**WHAT TO WORK ON:**
A - In the piece on politically incorrect remarks by Indian politicians, how many children did Sakshi Maharaj say a Hindu woman must have?
B - Carry on the piece on politically incorrect remarks by Indian politicians, starting after its last sentence.

**SOURCE EXTRACT:**

Political discourse in contemporary India is generally one step removed from unabashed demagoguery, but every so often, some ‘leader’ or the other makes a comment that takes it straight into the gutter. Kindle lists five of the most politically incorrect statements by some of our best and brightest.
1. While stumping for the BJP during the Delhi election campaign in December, Sadhvi Niranjan Jyoti told voters:“Aapko tay karna hai Ki Dilli mein Ramzaadon ki Sarkar banegi ya haramzaadon ki. (You have to decide whether the Government formed in Delhi will be of those born of Ram or those born as bastards.)” The voters decided they cared more about a vision for Delhi than their MLAs’.
2. The rising numbers of religious minorities has for years been a favourite bugbear of the Hindu Right, despite the proportion of Muslims and Christians in the Indian population not changing significantly in the decades since independence. In January this year, Sakshi Maharaj, a BJP MP, decided to fight back. “A Hindu woman must have at least four children,” he counselled. “Give one to the army, another to us religious leaders and teachers.”

**ENTRIES PROVIDED:**
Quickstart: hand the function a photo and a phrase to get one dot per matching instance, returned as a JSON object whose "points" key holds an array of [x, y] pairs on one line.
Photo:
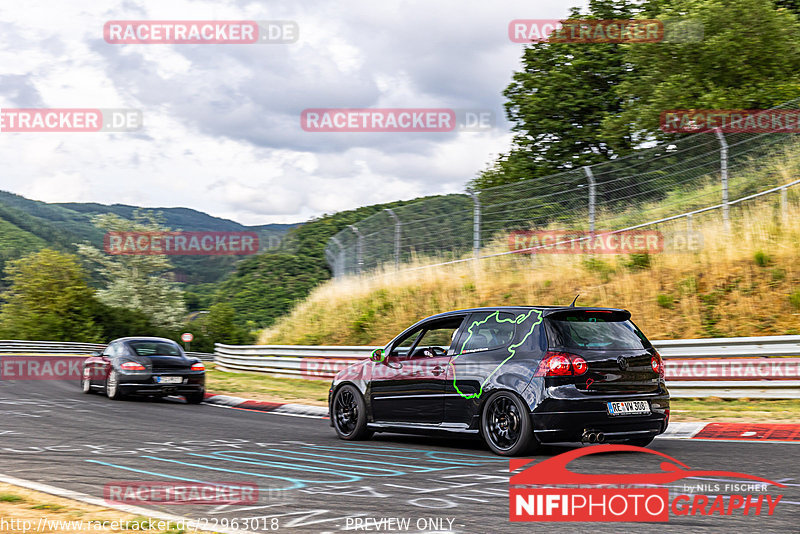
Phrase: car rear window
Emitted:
{"points": [[150, 348], [594, 331]]}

**WRITTEN ANSWERS:**
A - At least four.

B -
3. Another social reformer is Ramesh Tawadkar, Goa’s minister for sports and youth affairs. In the proud tradition of homophobes the world over, the minister feels homosexuality can be cured. “We will make them normal,” he declared in January. “We will have a centre for them. Like Alcoholics Anonymous centres … We will train them and (give them) medicines too.” Unlike others in this list, however, he had the good sense to pretend to be misquoted once controversy inevitably erupted.
4. Asaduddin Owaisi isn’t one to take majoritarian drum-beating quietly. But even his biggest supporters would concede that the AIMIM MP’s attempted tongue-in-cheek response to all the Hindu Rashtra chatter was unnecessary. “Every child is born a Muslim,” he told a public rally. “His parents and society convert him to other religions.”
5. Mother Teresa’s exemplary work among the destitute in Kolkata earned her a Nobel Prize and the gratitude of a nation, which made the Albanian-origin nun from what is now Macedonian a beloved citizen. But she’s had her fair share of critics, most recently RSS supremo Mohan Bhagwat, who complained that “The service may be good, but there’s a motive behind it. The idea is to make the person feel obligated, so that they become Christians.” As if the Sangh Parivar’s “social work” among Adivasis has no proselytising motives whatsoever.